What you need to do -
Copy the data exactly, pictures aside.

--- Data under study Enclosed Below ---

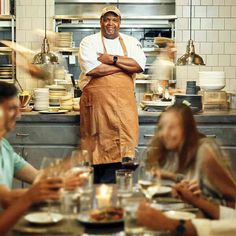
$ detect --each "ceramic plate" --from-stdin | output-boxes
[78,209,124,227]
[24,212,63,225]
[147,186,172,197]
[164,211,196,220]
[39,110,68,114]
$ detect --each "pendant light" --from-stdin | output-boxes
[32,0,58,64]
[177,0,205,66]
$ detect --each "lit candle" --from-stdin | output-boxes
[96,184,112,208]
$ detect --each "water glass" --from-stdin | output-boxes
[123,197,144,235]
[116,169,133,197]
[61,190,80,218]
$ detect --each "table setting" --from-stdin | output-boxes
[9,148,202,236]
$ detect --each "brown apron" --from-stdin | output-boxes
[80,34,138,165]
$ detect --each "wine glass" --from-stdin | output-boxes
[121,146,140,171]
[71,149,90,168]
[40,157,63,217]
[137,148,161,198]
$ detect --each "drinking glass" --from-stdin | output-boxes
[40,157,63,217]
[71,149,90,168]
[116,169,133,197]
[122,197,144,235]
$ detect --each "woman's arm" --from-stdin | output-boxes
[201,146,236,200]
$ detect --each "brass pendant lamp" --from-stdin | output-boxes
[32,0,58,64]
[177,0,205,66]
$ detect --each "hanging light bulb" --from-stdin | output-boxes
[177,0,205,66]
[32,0,58,64]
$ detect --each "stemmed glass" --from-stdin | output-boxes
[40,157,63,218]
[137,148,161,199]
[121,146,140,171]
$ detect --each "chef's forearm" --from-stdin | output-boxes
[87,64,122,77]
[116,56,143,73]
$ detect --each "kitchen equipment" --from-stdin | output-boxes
[174,94,202,112]
[199,71,225,91]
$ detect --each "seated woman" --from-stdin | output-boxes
[137,181,236,236]
[146,103,236,205]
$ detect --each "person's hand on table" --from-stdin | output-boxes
[137,201,175,231]
[97,53,114,65]
[25,178,63,204]
[173,180,202,206]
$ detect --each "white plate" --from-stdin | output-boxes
[147,186,172,197]
[164,211,196,220]
[141,100,173,107]
[24,212,63,224]
[151,203,187,211]
[39,110,68,114]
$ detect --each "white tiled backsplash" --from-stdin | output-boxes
[176,0,236,92]
[15,0,236,92]
[16,0,54,91]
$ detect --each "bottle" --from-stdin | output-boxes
[164,85,170,100]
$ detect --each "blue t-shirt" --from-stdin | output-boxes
[0,138,27,188]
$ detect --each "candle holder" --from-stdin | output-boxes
[96,184,113,209]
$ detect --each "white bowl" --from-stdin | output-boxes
[199,71,225,91]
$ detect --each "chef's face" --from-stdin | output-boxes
[1,96,21,132]
[159,111,184,151]
[100,12,121,39]
[167,42,176,60]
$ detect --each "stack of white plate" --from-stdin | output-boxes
[56,32,73,48]
[34,88,49,111]
[47,85,67,106]
[199,71,225,91]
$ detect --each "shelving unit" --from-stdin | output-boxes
[0,15,15,83]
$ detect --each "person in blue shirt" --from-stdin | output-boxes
[0,81,39,206]
[0,82,84,207]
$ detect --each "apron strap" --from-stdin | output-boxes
[101,33,128,57]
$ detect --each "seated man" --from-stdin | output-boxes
[0,176,63,236]
[137,181,236,236]
[0,82,83,207]
[0,82,39,206]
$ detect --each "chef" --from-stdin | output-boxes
[78,6,146,183]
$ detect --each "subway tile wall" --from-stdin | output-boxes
[16,0,54,90]
[176,0,236,92]
[15,0,236,92]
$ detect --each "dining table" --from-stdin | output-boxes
[7,184,205,236]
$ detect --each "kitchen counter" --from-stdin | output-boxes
[18,110,236,124]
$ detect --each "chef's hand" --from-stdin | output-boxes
[97,53,114,65]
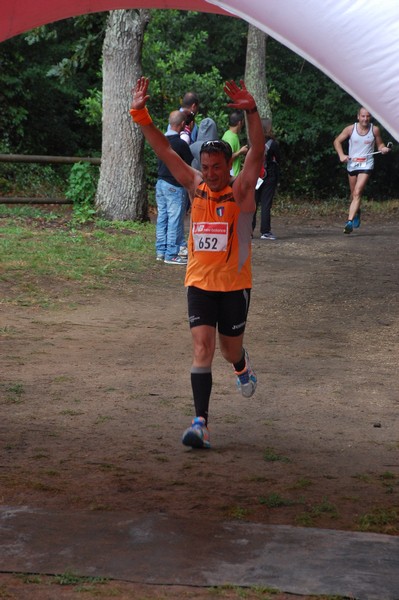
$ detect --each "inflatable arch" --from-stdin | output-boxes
[1,0,399,139]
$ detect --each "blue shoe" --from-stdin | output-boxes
[353,209,361,228]
[344,220,353,234]
[182,417,210,449]
[235,349,257,398]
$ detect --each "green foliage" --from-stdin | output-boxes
[23,26,58,45]
[143,11,228,123]
[0,17,103,155]
[140,10,243,192]
[267,38,397,198]
[65,162,98,223]
[0,160,67,197]
[76,86,102,126]
[1,9,398,203]
[143,11,246,117]
[182,12,248,78]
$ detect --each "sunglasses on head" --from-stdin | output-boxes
[200,140,232,159]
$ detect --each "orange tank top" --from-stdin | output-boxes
[184,181,253,291]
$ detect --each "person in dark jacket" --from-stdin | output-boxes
[252,118,280,240]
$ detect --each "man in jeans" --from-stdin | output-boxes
[156,110,193,265]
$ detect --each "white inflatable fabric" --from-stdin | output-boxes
[206,0,399,139]
[1,0,399,139]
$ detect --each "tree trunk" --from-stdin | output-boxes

--- End of Enclosed Data under study ---

Output below -
$ detect --each "ceramic plate" --from-stdin | output-boxes
[78,209,124,227]
[24,212,63,225]
[147,186,172,197]
[164,211,196,220]
[39,110,68,114]
$ detect --each "pendant light" --from-stdin | output-boxes
[32,0,58,64]
[177,0,205,66]
$ detect --each "lit candle" --from-stdin | output-boxes
[96,184,112,208]
$ detect --each "water glass" --from-stdin | output-boxes
[123,197,144,235]
[116,169,133,197]
[61,190,80,218]
$ detect --each "table setting" --from-stdin | output-boxes
[9,148,202,236]
$ detect --each "brown apron" --from-stdin | output-boxes
[80,34,138,165]
$ detect --each "wine glass" --from-stdin | output-boxes
[121,146,140,171]
[71,149,90,168]
[40,157,63,217]
[137,148,161,198]
$ detect --each "drinking glass" --from-stdin | output-boxes
[40,157,63,217]
[71,149,90,168]
[116,169,133,197]
[122,197,144,235]
$ detect --each "woman's arm" --from-stdin | output-boxes
[201,146,236,200]
$ detect --each "brass pendant lamp" --from-stdin | output-boxes
[32,0,58,64]
[177,0,205,66]
$ detect --each "hanging light bulb" --from-stdin | output-boxes
[177,0,205,66]
[32,0,58,64]
$ detect --each "stemmed glass" --from-stdin | output-boxes
[40,157,63,218]
[137,148,161,199]
[121,146,140,171]
$ detect --each "chef's forearm" --from-stdin | output-boxes
[87,64,122,77]
[116,56,143,73]
$ detect --each "kitchen equipment" --from-stdin | output-boxes
[174,94,202,112]
[199,71,225,91]
$ detect --each "seated woman" --from-stdin | output-boxes
[137,181,236,236]
[146,103,236,205]
$ detect --each "person's hand on table" --from-stdin | output-boxes
[137,201,175,231]
[97,53,114,65]
[25,178,63,204]
[173,180,202,206]
$ detect --each "white plate" --from-stdin | output-boxes
[147,186,172,197]
[164,211,196,220]
[141,100,173,107]
[24,212,63,224]
[151,203,187,211]
[39,110,68,114]
$ detect --each "white tiled backsplash" --from-stdin | output-boxes
[176,0,236,92]
[15,0,236,92]
[16,0,54,91]
$ detect --each "bottle" --from-stdin | output-boxes
[164,85,170,100]
$ detect --each "blue t-shirt" --from-stdin | output-boxes
[0,138,27,188]
$ detect --each "candle holder" --from-stdin | output-boxes
[96,184,113,209]
$ detect --each "white bowl" --from-stdin | output-boxes
[199,71,225,91]
$ detect --each "chef's face" --from-stdin | output-boxes
[1,96,21,132]
[159,111,184,151]
[100,12,121,39]
[167,42,176,60]
$ detect --each "stack of white plate" --from-stdin | output-boxes
[56,32,73,48]
[34,88,49,111]
[47,85,67,106]
[199,71,225,91]
$ detect --each "shelving unit" --from-stdin | output-boxes
[0,15,15,83]
$ detect --each "person in blue shirt" --from-stdin | output-boxes
[0,81,39,206]
[0,82,84,207]
$ detect --each "apron strap" --from-stdin | output-boxes
[101,33,128,57]
$ detect --each "seated man" --from-stdin | output-boxes
[0,176,63,236]
[137,181,236,236]
[0,82,83,207]
[0,82,39,206]
$ detect --each "chef" --from-stdin | output-boxes
[78,6,146,183]
$ detect --each "subway tile wall" --from-stdin | output-boxes
[16,0,54,90]
[176,0,236,92]
[15,0,236,92]
$ detect --each "dining table" --from-stdin | output-boxes
[7,184,205,236]
$ detect --each "kitchen counter" --from-stdin | output-boxes
[18,110,236,124]
$ detect --each "chef's hand" --from-stdin | output-boxes
[97,53,114,65]
$ detect --each "inflatable arch" --from-stdin | output-boxes
[1,0,399,139]
$ detect --each "blue shoe" --from-stdin | output-boxes
[353,209,361,228]
[344,220,353,234]
[182,417,210,449]
[235,349,257,398]
$ detect --each "green foliage" --from-stdin | output-boxes
[23,26,58,45]
[143,11,228,123]
[0,17,103,155]
[140,10,243,192]
[267,38,397,198]
[65,162,98,223]
[0,160,67,197]
[76,86,102,126]
[1,9,398,203]
[143,11,246,117]
[182,12,248,78]
$ detect --each "sunglasses on head" --from-stdin | output-boxes
[200,140,232,159]
$ detect --each "orange tank top" --from-stdin | output-boxes
[184,181,253,291]
$ detect --each "person in dark jacket" --from-stdin | output-boxes
[252,118,280,240]
$ detect --each "man in jeans" --from-stdin | output-boxes
[156,110,193,265]
$ detect --each "white inflatable fabric" --from-stdin | output-boxes
[206,0,399,139]
[1,0,399,139]
$ detect --each "tree trunk" --from-stdin | output-boxes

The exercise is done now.